DOCUMENT EXCERPT.
# # # #

Saudi Arabian DJ and producer Omar Basaad talks to Saeed Saeed about his new EP Dichotomy and the Kingdom’s growing music scene
Omar Basaad brings the beat back to the Arab world
For Omar Basaad, there is no such thing as a total holiday.
The Saudi Arabian-Turkish DJ and producer returned last week to his home city of Jeddah from a six-week European tour which was peppered with daytime strolls of party cities such as Istanbul, Barcelona and Prague with slamming sets in nightclubs.
The 28-year-old showcased material from his latest release, the six-song EP Dichotomy. Released a fortnight ago, the new offerings are a summer-ready selection of club bangers that are Basaad’s most accomplished work yet. Dichotomy topped Saudi Arabia’s iTunes chart and received airplay in both Turkey and Russia.
The EP also comes on the back of Basaad’s remix of American-Moroccan rapper French Montana’s latest hit, Unforgettable, which caught the attention of United States magazine Billboard in July as one of the best remixes of the summer.

# # # #

DATA ROWS.
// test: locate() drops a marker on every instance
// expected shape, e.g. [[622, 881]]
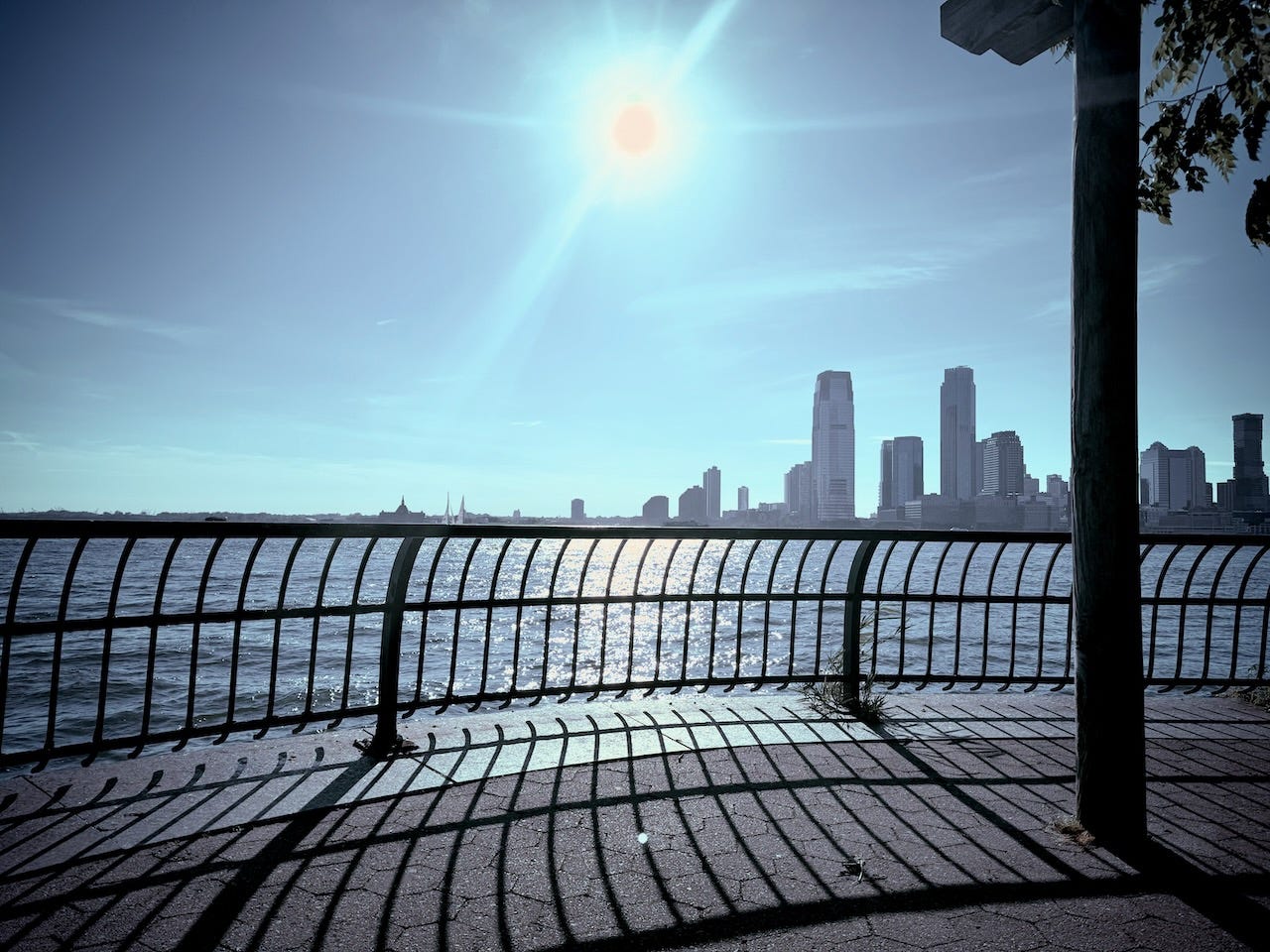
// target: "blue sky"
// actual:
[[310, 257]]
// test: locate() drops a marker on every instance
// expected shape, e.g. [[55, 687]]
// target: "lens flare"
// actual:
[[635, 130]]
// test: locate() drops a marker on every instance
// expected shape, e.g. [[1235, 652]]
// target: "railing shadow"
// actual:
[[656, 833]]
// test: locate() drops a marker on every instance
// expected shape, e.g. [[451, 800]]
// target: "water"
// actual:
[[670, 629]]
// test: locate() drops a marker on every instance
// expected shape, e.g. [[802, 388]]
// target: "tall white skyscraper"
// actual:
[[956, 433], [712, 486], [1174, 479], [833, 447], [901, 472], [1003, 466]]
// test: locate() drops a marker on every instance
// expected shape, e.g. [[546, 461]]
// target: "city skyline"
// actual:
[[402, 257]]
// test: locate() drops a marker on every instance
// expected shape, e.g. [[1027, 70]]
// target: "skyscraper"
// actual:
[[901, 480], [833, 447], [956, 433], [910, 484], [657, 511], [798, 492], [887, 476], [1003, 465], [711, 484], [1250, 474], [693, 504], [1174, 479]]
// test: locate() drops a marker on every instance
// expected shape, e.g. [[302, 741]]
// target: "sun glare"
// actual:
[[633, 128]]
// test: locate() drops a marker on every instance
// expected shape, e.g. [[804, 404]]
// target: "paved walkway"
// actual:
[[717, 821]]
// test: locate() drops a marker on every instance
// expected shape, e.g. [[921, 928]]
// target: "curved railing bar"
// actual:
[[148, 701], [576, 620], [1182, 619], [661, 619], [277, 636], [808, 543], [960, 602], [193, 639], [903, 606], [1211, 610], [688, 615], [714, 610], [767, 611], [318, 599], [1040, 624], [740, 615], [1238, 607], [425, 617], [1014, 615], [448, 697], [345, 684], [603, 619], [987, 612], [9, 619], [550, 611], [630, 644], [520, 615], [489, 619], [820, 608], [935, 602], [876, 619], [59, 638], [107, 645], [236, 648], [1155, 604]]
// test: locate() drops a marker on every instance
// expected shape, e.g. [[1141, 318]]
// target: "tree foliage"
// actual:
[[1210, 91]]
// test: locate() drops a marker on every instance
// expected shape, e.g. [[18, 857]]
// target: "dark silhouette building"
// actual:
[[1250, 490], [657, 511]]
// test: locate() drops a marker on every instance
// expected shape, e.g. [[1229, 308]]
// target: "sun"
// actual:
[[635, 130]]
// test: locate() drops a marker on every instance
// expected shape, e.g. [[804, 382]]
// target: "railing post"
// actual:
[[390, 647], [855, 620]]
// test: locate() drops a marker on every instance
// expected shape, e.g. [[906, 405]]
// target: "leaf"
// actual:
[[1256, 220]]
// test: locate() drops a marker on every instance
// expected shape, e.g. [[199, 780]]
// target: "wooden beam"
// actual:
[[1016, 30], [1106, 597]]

# # # #

Copy the Omar Basaad article word for word.

Saudi Arabian DJ and producer Omar Basaad talks to Saeed Saeed about his new EP Dichotomy and the Kingdom’s growing music scene
Omar Basaad brings the beat back to the Arab world
For Omar Basaad, there is no such thing as a total holiday.
The Saudi Arabian-Turkish DJ and producer returned last week to his home city of Jeddah from a six-week European tour which was peppered with daytime strolls of party cities such as Istanbul, Barcelona and Prague with slamming sets in nightclubs.
The 28-year-old showcased material from his latest release, the six-song EP Dichotomy. Released a fortnight ago, the new offerings are a summer-ready selection of club bangers that are Basaad’s most accomplished work yet. Dichotomy topped Saudi Arabia’s iTunes chart and received airplay in both Turkey and Russia.
The EP also comes on the back of Basaad’s remix of American-Moroccan rapper French Montana’s latest hit, Unforgettable, which caught the attention of United States magazine Billboard in July as one of the best remixes of the summer.